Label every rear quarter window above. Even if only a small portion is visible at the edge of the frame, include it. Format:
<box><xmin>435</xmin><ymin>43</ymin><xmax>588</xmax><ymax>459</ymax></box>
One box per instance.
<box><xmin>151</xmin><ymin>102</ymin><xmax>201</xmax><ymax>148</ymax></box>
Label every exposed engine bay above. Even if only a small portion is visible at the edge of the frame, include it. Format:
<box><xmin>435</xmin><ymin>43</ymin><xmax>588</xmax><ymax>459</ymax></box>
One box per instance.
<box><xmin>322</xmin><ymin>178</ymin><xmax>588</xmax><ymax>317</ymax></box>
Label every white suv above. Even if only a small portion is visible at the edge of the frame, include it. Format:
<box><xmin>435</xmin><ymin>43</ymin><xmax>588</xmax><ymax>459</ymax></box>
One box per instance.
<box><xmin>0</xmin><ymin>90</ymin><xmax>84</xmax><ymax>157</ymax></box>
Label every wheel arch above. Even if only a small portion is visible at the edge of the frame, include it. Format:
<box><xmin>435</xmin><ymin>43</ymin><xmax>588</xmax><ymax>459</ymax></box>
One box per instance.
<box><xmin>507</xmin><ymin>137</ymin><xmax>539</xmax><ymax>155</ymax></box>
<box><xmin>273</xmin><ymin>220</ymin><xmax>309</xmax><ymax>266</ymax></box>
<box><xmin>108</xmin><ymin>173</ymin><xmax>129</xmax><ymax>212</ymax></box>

+ + +

▸ **PROBLEM STATEMENT**: Each line of the records that holds the word "small" should be copied out.

▸ **ANSWER TO THIS PROBLEM**:
Label every rear quarter window above. Even if only a small portion is visible at the edge of the frame, include it. Format:
Label every exposed engine bay above. Even if only a small portion is visible at the edge of the frame, include it. Format:
Label every white suv above. Even if only a small portion is visible at the edge of the frame, include it. Format:
Label every wheel arch above. Even if only a small portion is visible at the edge of the frame, include it. Format:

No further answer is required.